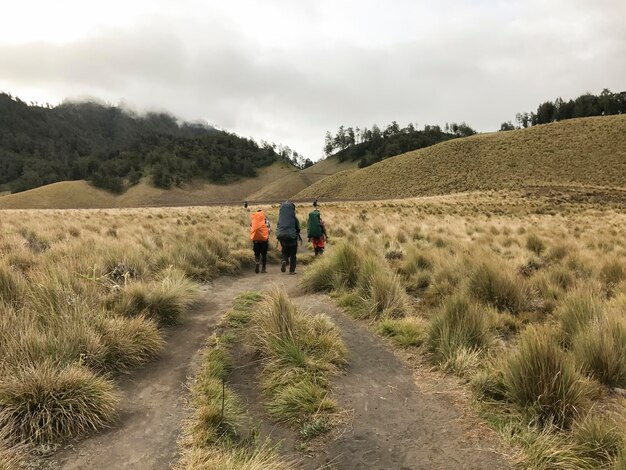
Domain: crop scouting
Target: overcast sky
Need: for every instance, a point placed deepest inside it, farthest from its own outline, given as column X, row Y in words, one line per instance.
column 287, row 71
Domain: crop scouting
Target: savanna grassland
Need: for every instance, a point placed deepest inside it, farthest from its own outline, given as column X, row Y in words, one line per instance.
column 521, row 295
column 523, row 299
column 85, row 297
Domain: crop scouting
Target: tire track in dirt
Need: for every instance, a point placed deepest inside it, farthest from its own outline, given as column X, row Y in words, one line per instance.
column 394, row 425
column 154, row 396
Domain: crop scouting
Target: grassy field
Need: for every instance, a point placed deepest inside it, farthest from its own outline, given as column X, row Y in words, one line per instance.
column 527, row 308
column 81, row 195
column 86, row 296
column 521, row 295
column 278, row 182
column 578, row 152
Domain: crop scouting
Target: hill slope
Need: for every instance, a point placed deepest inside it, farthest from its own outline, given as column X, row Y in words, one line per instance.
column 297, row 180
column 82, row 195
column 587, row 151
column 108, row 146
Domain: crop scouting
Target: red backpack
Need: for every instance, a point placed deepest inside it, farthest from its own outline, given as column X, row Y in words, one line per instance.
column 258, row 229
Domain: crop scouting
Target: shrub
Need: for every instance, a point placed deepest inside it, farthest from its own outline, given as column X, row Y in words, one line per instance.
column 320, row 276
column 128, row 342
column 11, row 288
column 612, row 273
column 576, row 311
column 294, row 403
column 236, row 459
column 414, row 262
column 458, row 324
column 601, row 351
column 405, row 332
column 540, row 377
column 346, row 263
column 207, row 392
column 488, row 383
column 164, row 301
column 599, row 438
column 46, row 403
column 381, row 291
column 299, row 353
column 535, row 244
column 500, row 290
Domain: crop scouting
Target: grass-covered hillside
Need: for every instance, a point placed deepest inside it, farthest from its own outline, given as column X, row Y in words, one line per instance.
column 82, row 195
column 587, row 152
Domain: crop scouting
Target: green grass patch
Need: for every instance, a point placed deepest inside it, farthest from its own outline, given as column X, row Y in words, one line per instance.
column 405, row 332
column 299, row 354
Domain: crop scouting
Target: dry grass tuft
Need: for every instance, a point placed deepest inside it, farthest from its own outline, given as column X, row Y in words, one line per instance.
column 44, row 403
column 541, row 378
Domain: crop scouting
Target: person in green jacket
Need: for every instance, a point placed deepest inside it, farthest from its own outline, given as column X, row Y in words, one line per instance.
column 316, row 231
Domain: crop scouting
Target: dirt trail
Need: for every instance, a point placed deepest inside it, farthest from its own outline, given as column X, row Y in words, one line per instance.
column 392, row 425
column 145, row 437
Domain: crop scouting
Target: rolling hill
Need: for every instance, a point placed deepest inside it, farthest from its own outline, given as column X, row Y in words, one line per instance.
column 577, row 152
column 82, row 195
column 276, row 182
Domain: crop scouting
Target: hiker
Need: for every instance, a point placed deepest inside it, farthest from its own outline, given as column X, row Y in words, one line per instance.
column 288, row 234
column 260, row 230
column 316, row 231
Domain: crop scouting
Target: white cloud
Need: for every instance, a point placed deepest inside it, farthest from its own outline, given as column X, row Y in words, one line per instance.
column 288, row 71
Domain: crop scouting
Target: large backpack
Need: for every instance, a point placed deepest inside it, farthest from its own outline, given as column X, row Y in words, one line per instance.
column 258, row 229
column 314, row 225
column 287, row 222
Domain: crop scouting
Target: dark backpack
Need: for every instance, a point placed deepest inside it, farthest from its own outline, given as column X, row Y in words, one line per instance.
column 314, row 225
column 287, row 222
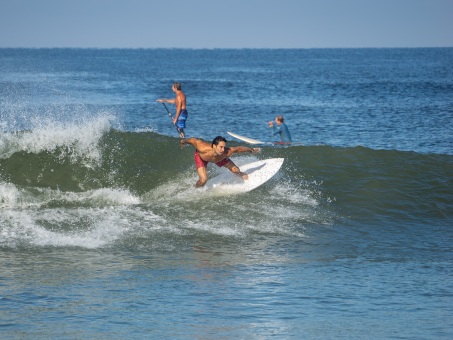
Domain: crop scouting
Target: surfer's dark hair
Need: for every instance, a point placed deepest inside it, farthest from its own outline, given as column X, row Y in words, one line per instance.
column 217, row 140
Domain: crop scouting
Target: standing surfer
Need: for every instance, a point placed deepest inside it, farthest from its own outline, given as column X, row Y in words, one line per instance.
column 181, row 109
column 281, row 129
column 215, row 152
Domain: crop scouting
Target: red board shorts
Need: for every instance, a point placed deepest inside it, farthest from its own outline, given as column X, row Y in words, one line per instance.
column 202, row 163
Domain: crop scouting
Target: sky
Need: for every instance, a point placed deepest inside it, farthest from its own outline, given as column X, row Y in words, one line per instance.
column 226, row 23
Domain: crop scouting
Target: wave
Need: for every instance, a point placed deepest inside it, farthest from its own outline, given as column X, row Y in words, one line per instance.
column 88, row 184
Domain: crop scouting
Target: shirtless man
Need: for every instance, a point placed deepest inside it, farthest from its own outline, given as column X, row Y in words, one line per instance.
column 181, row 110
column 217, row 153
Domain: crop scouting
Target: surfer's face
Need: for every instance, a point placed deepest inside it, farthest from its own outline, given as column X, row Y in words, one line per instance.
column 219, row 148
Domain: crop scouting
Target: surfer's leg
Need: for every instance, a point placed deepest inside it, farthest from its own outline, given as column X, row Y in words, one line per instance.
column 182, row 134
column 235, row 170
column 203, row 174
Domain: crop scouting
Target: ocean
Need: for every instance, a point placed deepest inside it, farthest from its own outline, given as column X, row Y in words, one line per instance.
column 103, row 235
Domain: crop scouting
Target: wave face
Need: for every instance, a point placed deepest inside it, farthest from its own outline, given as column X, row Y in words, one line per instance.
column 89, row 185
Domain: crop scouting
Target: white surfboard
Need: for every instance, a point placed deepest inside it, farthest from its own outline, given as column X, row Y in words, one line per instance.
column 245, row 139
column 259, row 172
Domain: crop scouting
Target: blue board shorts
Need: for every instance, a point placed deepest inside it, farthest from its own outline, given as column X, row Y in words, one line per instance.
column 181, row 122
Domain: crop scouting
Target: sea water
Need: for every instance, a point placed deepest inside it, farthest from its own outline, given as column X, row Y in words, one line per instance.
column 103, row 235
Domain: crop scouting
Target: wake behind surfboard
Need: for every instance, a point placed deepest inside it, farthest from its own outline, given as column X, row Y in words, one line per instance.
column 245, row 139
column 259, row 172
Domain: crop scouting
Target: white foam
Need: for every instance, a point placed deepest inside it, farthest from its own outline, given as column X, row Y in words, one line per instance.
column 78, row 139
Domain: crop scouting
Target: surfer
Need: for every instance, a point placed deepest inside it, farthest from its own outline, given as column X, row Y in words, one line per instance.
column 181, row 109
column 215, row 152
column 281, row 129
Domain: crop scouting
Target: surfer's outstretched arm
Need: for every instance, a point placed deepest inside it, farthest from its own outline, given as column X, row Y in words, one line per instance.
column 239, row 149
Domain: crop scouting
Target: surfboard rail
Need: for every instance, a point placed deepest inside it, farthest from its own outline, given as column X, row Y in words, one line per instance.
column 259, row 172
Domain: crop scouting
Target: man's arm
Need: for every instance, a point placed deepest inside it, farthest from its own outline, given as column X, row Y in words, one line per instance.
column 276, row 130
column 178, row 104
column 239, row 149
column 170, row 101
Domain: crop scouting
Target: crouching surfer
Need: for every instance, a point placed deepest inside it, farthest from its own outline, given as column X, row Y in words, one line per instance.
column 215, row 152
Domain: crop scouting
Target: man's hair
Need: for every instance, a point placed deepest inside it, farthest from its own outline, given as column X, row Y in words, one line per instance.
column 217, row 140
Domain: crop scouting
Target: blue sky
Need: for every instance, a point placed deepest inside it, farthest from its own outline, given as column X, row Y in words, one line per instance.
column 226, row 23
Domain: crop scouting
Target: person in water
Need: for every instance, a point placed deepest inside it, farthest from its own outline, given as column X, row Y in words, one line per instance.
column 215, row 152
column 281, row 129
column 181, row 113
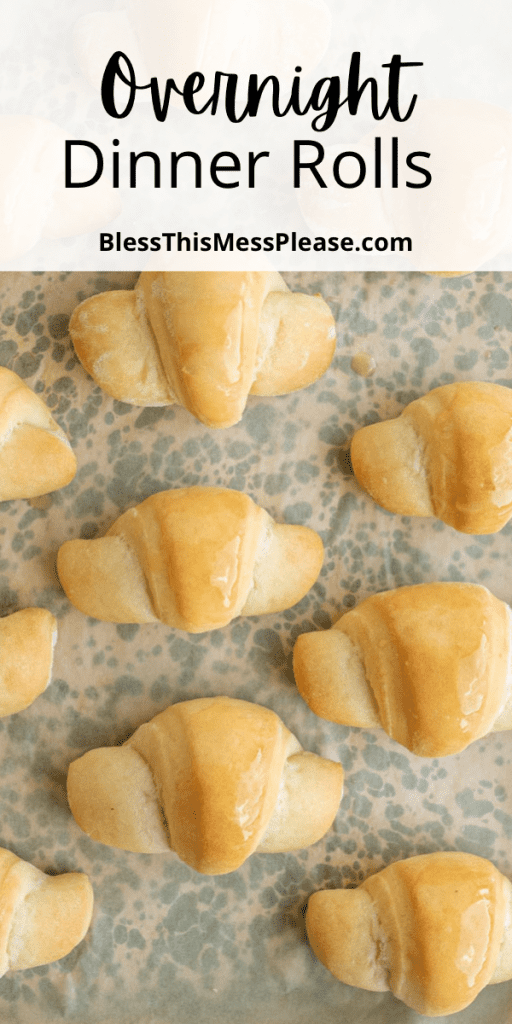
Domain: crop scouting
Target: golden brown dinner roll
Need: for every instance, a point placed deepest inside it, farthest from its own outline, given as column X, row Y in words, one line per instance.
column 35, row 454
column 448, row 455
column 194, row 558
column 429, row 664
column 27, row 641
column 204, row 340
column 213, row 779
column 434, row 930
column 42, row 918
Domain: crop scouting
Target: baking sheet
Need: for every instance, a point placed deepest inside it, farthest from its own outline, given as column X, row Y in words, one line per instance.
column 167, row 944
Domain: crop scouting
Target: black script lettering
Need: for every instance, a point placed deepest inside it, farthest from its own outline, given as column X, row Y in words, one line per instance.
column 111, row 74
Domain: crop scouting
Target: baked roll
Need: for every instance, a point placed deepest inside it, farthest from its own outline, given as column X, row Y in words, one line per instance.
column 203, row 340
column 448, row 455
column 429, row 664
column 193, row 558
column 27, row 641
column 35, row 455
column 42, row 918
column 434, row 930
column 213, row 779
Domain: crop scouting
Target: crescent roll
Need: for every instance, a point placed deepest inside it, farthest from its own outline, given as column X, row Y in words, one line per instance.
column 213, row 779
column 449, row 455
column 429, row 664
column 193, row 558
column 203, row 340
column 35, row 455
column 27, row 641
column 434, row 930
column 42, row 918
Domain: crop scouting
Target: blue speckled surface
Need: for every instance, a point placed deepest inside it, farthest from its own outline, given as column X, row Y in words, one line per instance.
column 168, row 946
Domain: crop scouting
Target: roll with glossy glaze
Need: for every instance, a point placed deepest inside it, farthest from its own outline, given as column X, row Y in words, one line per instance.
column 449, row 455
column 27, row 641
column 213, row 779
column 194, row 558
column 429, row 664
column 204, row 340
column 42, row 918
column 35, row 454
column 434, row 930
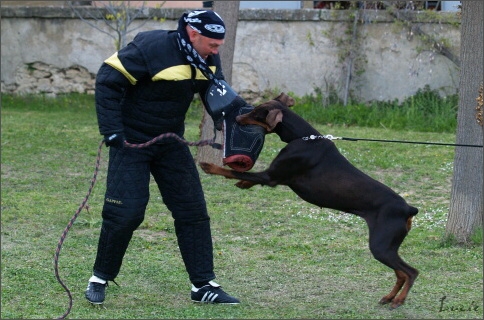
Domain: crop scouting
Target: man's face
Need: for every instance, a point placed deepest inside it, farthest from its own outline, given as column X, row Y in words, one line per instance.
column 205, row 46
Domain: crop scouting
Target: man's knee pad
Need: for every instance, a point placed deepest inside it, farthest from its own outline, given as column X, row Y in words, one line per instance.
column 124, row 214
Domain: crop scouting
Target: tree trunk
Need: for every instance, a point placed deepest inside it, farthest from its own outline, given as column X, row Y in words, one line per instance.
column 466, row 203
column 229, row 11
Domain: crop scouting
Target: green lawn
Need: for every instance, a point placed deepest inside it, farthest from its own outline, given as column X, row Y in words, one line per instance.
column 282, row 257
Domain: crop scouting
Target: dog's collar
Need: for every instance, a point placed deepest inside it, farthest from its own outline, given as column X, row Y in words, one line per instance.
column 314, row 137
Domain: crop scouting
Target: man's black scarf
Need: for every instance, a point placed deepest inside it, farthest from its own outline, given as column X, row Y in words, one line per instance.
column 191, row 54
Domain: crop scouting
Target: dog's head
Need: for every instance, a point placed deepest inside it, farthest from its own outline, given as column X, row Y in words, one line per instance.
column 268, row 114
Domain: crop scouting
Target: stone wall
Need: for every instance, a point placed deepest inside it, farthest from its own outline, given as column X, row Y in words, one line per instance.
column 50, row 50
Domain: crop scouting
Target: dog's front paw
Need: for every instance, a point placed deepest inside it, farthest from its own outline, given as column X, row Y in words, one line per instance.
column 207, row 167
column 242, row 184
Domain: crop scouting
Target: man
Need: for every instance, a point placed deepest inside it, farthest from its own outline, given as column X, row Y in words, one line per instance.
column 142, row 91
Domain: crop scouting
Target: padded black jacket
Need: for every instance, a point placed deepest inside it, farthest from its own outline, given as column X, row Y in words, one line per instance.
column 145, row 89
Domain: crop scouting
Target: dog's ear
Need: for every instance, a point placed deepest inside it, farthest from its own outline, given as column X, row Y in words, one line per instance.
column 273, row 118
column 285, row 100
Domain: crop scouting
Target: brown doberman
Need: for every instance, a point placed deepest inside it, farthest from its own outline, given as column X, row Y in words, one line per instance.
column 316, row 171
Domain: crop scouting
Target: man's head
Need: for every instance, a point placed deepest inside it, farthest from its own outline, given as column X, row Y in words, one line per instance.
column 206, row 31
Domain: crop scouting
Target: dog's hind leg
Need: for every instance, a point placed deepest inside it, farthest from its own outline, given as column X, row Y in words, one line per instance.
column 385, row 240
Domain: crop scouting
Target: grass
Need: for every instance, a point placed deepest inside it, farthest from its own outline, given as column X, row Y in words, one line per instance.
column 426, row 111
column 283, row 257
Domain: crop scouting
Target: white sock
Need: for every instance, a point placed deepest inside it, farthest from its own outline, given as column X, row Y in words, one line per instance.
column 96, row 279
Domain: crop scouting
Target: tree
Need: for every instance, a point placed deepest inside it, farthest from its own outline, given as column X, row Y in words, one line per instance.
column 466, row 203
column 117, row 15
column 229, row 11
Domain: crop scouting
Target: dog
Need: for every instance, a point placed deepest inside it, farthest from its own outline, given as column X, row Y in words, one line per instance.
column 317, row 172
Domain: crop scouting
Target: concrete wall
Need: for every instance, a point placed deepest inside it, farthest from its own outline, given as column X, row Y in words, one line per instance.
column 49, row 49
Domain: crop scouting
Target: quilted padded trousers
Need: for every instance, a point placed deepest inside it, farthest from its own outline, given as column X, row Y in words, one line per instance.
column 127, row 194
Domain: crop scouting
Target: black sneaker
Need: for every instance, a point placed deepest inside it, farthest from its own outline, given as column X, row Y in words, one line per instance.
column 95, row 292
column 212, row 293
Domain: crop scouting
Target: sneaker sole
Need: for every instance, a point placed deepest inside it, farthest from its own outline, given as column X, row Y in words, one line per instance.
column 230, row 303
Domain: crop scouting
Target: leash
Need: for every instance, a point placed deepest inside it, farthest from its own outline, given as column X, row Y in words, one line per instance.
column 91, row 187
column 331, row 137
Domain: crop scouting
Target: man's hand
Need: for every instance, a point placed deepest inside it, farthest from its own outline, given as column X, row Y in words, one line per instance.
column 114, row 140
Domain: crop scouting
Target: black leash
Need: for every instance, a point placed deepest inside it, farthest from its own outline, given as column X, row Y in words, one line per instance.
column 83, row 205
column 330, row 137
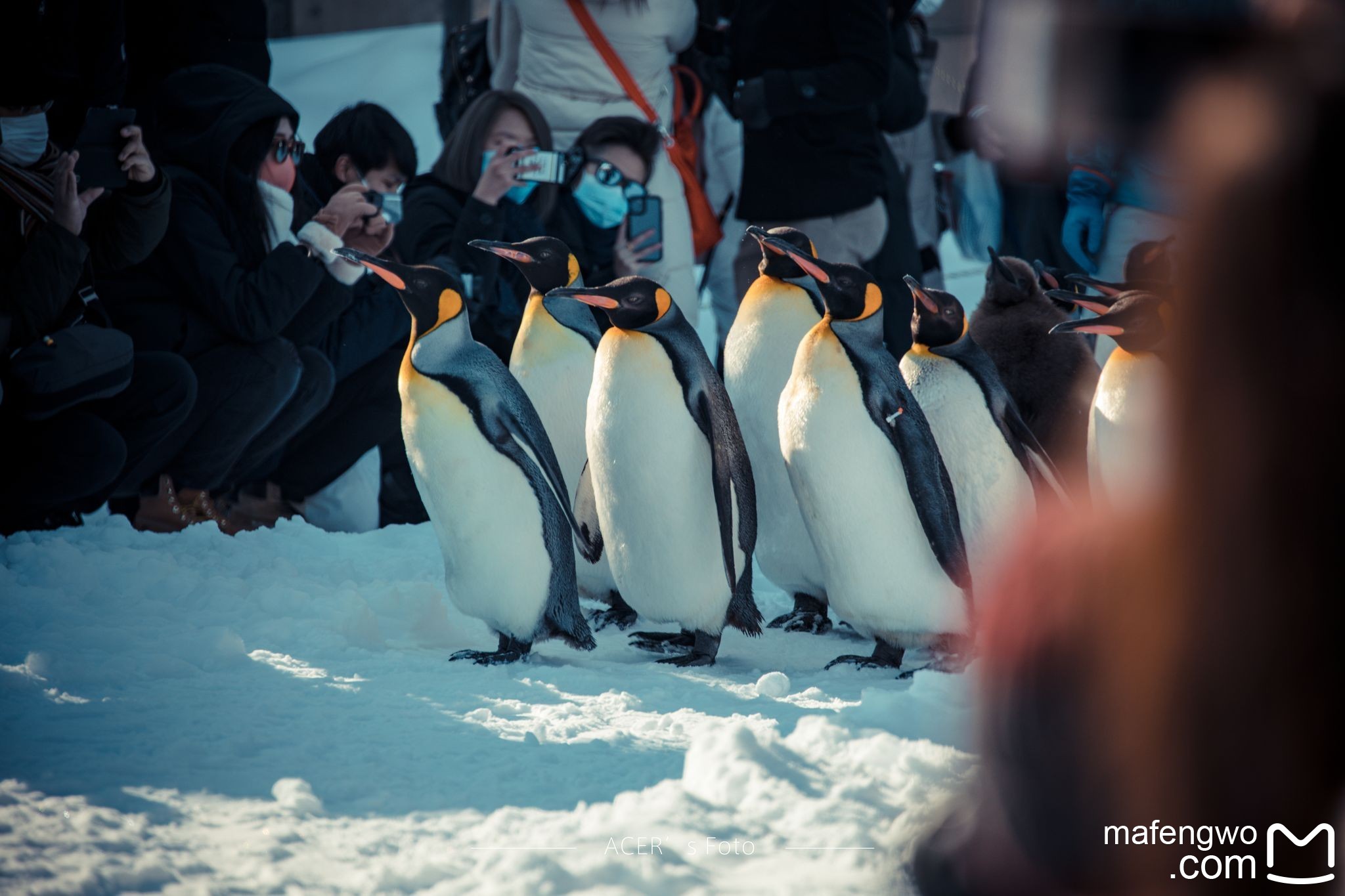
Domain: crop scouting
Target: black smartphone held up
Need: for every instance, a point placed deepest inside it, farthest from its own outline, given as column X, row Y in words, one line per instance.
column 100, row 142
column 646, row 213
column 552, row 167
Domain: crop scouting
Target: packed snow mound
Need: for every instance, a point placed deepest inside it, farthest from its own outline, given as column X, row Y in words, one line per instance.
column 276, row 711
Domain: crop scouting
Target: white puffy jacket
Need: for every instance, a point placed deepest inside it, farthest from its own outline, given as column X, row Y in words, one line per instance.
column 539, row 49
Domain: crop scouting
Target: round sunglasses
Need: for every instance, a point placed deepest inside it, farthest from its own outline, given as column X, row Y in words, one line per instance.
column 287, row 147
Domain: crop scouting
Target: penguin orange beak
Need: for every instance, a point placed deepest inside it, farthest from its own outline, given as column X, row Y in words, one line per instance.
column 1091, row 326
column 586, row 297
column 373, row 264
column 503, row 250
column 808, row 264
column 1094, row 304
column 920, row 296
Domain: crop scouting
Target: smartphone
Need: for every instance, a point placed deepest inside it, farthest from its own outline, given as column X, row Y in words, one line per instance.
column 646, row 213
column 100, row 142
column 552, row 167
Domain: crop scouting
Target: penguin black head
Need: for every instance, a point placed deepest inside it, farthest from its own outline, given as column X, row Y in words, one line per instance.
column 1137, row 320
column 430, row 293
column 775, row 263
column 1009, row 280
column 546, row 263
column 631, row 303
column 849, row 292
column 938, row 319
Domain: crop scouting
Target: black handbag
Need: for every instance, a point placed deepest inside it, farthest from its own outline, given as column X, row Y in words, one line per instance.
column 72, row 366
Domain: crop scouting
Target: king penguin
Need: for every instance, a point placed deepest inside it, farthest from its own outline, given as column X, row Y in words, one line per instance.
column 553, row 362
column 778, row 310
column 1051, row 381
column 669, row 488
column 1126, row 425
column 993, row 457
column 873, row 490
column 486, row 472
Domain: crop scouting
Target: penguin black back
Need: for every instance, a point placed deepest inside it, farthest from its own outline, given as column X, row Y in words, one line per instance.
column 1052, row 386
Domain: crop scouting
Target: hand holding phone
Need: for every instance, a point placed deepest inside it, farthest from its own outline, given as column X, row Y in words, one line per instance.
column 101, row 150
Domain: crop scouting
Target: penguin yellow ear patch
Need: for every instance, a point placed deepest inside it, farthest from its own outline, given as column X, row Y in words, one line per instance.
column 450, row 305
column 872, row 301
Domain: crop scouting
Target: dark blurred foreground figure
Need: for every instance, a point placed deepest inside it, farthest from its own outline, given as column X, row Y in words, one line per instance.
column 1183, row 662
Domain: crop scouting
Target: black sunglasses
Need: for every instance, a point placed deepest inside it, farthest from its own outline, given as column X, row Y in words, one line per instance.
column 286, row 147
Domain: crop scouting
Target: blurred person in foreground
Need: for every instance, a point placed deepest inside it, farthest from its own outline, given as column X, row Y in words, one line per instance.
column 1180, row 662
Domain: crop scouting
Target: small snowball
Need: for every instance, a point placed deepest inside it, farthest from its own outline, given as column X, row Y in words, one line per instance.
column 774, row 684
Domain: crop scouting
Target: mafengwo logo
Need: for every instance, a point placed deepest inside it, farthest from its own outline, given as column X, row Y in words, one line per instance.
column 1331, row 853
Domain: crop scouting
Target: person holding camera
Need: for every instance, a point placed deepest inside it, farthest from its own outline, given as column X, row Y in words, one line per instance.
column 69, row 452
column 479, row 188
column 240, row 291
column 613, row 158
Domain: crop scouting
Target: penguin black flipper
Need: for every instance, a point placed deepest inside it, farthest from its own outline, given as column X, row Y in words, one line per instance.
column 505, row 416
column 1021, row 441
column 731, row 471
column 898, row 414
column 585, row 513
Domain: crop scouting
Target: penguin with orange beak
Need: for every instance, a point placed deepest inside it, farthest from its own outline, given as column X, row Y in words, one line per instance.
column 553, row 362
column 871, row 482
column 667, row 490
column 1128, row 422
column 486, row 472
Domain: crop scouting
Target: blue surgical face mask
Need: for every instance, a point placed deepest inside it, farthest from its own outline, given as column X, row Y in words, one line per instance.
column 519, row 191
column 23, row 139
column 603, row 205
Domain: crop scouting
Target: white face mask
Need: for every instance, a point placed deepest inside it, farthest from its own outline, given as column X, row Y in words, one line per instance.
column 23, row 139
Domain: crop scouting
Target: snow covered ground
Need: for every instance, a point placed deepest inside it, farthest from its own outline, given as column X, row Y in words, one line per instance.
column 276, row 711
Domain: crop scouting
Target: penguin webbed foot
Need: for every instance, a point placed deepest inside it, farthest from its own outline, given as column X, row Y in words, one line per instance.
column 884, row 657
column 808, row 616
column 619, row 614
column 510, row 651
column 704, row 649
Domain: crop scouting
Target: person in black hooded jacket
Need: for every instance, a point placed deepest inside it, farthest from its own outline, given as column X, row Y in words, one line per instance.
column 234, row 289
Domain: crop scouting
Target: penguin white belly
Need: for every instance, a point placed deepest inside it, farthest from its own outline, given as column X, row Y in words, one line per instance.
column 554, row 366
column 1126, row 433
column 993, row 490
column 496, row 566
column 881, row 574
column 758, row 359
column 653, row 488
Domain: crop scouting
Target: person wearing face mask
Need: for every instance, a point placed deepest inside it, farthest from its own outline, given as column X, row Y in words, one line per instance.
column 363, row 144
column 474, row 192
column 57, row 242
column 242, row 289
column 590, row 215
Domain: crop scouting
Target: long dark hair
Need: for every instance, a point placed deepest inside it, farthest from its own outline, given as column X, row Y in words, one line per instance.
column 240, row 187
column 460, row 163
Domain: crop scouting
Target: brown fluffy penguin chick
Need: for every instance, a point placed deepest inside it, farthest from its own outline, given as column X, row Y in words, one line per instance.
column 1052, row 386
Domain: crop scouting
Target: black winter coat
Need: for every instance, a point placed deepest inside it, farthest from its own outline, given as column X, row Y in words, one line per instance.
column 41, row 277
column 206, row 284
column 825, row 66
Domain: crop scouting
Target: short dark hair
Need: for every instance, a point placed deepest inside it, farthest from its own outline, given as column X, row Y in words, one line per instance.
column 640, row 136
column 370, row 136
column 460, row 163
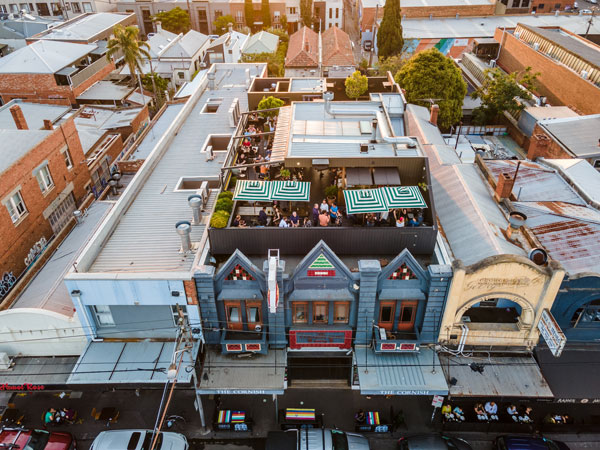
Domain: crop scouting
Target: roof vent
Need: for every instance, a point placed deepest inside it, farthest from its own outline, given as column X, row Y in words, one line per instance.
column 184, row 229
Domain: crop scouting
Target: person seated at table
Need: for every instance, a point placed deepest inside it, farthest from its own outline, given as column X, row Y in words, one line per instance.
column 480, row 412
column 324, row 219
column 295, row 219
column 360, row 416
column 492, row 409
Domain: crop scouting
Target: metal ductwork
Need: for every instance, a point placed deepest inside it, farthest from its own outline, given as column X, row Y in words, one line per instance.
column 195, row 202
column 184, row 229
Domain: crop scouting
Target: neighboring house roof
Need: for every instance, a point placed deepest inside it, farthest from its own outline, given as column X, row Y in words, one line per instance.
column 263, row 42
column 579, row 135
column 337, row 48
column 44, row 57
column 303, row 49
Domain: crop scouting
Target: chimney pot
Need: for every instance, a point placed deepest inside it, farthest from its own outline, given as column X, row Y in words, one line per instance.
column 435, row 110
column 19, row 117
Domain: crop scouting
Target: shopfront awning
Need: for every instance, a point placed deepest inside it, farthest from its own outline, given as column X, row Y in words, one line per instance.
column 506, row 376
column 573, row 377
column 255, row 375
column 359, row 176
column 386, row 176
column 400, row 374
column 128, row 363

* * * * *

EXERCISE OBJECTIVE:
Copy out every line of the rows above that contains the word "dirt", keeping them in their original order.

TASK SOLUTION:
Target: tire track in dirt
Target: dirt trail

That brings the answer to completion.